(Saved data entries)
· · · ·

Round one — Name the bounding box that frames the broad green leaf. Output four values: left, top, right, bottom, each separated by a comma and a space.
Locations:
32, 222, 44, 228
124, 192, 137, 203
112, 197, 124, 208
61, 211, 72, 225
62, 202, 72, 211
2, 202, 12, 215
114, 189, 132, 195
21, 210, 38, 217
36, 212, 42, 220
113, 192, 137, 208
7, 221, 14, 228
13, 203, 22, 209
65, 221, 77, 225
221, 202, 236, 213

· · · ·

:: What is expected ::
So that nothing is lost, transcribe each entry exactly as written.

:: Task result ::
Round one — Name the bounding box that frames the broad green leaf. Output four values: left, top, right, bottom, each separated by a comma and a space.
Locations:
32, 222, 44, 228
124, 192, 137, 203
112, 197, 124, 208
61, 211, 72, 225
62, 202, 72, 211
2, 202, 12, 215
114, 189, 132, 195
21, 210, 38, 217
36, 212, 42, 220
113, 192, 137, 208
7, 221, 14, 228
13, 203, 22, 209
65, 221, 77, 225
221, 202, 236, 213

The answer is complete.